(Entries from a point annotation set)

========================

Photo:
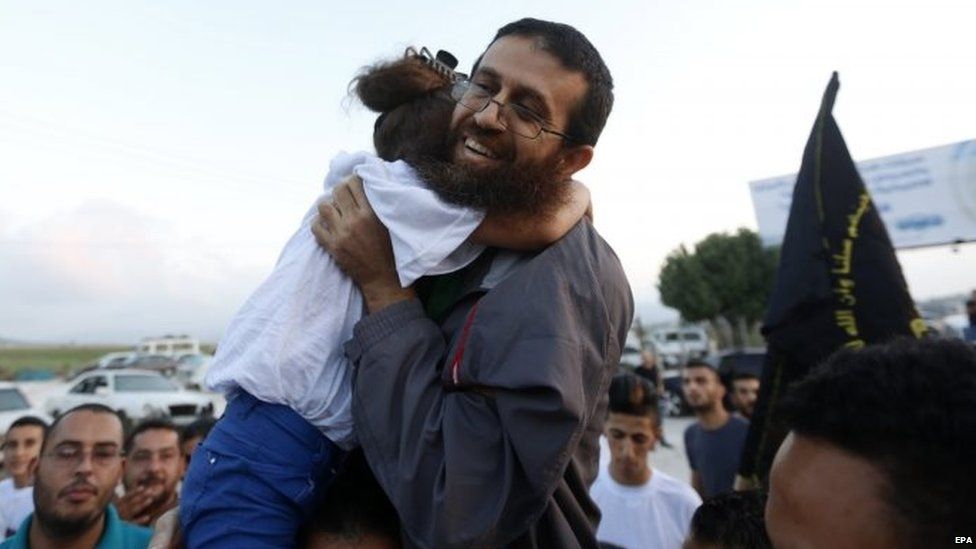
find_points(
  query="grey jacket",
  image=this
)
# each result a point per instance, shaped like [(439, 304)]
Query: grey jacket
[(483, 430)]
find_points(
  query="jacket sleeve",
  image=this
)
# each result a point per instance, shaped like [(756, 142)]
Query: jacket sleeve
[(474, 464)]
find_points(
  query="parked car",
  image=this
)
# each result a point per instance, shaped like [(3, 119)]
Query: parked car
[(674, 346), (114, 359), (674, 395), (192, 370), (13, 406), (135, 394), (630, 355), (163, 364)]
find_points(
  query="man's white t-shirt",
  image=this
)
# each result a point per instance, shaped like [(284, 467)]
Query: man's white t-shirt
[(285, 344), (15, 505), (656, 515)]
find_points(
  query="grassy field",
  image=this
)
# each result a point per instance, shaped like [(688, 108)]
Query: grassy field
[(59, 359)]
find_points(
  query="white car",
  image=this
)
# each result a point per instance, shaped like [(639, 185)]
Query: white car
[(135, 394), (14, 405)]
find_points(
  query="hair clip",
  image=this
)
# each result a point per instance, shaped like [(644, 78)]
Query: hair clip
[(443, 62)]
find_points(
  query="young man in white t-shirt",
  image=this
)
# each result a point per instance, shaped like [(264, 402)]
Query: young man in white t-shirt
[(642, 507), (21, 448)]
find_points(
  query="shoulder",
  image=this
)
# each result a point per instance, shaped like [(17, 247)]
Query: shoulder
[(738, 423), (135, 536)]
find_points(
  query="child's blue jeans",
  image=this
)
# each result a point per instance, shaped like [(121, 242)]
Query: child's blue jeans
[(256, 477)]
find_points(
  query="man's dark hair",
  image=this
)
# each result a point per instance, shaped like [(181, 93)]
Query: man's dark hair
[(909, 408), (89, 407), (199, 428), (733, 520), (414, 105), (354, 506), (736, 376), (150, 424), (575, 52), (634, 396), (30, 421)]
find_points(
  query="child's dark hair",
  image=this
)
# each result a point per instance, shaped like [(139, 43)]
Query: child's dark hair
[(415, 108)]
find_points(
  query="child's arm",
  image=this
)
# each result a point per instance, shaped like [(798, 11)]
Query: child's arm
[(516, 232)]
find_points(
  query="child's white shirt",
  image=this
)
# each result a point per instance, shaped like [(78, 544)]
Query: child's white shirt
[(285, 345)]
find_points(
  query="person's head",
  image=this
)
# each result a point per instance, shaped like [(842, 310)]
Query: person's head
[(745, 392), (414, 105), (733, 520), (702, 386), (193, 434), (537, 101), (354, 514), (153, 458), (880, 451), (632, 429), (78, 469), (22, 446)]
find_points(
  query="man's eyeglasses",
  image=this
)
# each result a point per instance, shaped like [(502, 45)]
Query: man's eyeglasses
[(516, 118), (71, 456)]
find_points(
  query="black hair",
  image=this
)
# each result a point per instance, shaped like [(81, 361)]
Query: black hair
[(150, 424), (736, 376), (30, 421), (698, 363), (575, 52), (354, 506), (198, 428), (415, 108), (92, 407), (634, 396), (909, 408), (733, 520)]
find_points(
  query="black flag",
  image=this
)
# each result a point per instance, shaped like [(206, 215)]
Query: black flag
[(838, 284)]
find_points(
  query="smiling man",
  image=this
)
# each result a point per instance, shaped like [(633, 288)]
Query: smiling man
[(153, 468), (79, 466), (479, 406), (21, 446)]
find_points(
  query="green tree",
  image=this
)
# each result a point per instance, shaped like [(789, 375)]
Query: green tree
[(727, 277)]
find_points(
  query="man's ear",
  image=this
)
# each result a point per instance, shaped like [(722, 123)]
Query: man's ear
[(574, 159)]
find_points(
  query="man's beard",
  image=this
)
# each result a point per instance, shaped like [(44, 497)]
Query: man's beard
[(57, 525), (507, 189)]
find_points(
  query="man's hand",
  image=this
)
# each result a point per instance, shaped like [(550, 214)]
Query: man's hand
[(352, 234), (136, 505)]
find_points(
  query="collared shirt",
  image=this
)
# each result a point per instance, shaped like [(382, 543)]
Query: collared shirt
[(116, 535)]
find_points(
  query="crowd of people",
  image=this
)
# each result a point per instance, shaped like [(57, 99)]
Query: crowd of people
[(435, 357), (877, 456)]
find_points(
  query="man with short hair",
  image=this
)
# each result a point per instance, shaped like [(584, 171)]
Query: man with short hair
[(479, 405), (745, 393), (714, 443), (80, 465), (153, 467), (21, 447), (880, 452), (641, 506)]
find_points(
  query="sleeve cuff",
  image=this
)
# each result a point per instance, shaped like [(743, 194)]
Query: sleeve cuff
[(371, 329)]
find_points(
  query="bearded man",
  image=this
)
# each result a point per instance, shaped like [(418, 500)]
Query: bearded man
[(479, 396), (78, 469)]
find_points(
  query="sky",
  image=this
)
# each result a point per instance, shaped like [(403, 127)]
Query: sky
[(155, 156)]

========================

- _THE REQUEST_:
Can you put the lines of the entries above into a numbered list, starting with the very first line and going on through the line with "[(738, 423), (135, 536)]", skipping blank lines and leaving out the pictures?

- _EXPECTED ANSWER_:
1. Photo:
2. find_points(
3.   query="grey jacket",
4.   image=this
5. )
6. # each result a point per instance, shaped like [(439, 304)]
7. Query: grey jacket
8. [(483, 430)]
9. find_points(
10.   query="jacket sleeve",
11.   image=this
12. )
13. # each result a point per instance, shaped like [(756, 142)]
14. Query: jacket sleeve
15. [(474, 464)]
16. find_points(
17.   query="parked car",
18.   image=this
19. )
20. # each result a point per instance, shaped like [(3, 119)]
21. Query: parked car
22. [(674, 346), (114, 359), (674, 395), (192, 370), (13, 406), (135, 394), (630, 355), (163, 364)]
23. find_points(
24.   query="man's white t-shirt",
25.   image=this
26. )
27. # each result a point per instance, shaped like [(284, 467)]
28. Query: man's white t-shirt
29. [(285, 344), (15, 505), (656, 515)]
30. find_points(
31.   query="grassy field",
32.   image=this
33. )
34. # each result a point per instance, shaped like [(688, 108)]
35. Query: grassy field
36. [(59, 359)]
37. find_points(
38.   query="white car",
39.   image=this
40. )
41. # each result a point per instance, shaped like [(639, 185)]
42. Query: white car
43. [(135, 394), (14, 405)]
44. find_points(
45.   query="hair clip",
46.   image=this
47. )
48. # each result a point per instance, shaped like [(644, 78)]
49. Query: hair clip
50. [(443, 62)]
51. find_points(
52.   query="young man in white t-shirt",
53.   image=this
54. )
55. # each result a point per instance, shaped like [(264, 402)]
56. Query: young man in white t-shirt
57. [(642, 507), (21, 448)]
58. find_points(
59.   query="shoulder",
60.   image=this
61. )
62. # each result a point per instance, shaped like [(17, 247)]
63. Query: shoulder
64. [(738, 423), (135, 536)]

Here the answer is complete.